(Entries from a data source)
-=-=-=-=-
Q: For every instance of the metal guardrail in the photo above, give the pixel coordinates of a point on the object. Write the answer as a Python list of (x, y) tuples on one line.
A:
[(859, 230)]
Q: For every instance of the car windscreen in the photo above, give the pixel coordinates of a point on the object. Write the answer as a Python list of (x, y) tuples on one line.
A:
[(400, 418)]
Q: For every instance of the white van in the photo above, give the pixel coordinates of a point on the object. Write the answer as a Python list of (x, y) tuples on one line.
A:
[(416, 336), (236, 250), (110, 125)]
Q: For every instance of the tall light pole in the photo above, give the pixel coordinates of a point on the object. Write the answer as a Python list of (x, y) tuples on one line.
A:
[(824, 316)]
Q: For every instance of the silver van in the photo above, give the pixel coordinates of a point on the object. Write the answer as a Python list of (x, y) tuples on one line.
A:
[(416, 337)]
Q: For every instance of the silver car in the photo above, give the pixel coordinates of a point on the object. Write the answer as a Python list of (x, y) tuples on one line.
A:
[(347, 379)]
-=-=-=-=-
Print the lines from the start of the entries up to and including the line containing "[(400, 418)]", reproducing each one exactly.

Q: For every instance of the metal guardrail in the photo above, give the pixel coordinates of a point on the object. Write the answer as a Python list of (x, y) tuples on one line.
A:
[(859, 230)]
Q: For every instance of the car windscreen in the photo above, give the pixel coordinates of a point on the object. Write the answer as a Python list of (x, y) tuples on one line.
A:
[(400, 418)]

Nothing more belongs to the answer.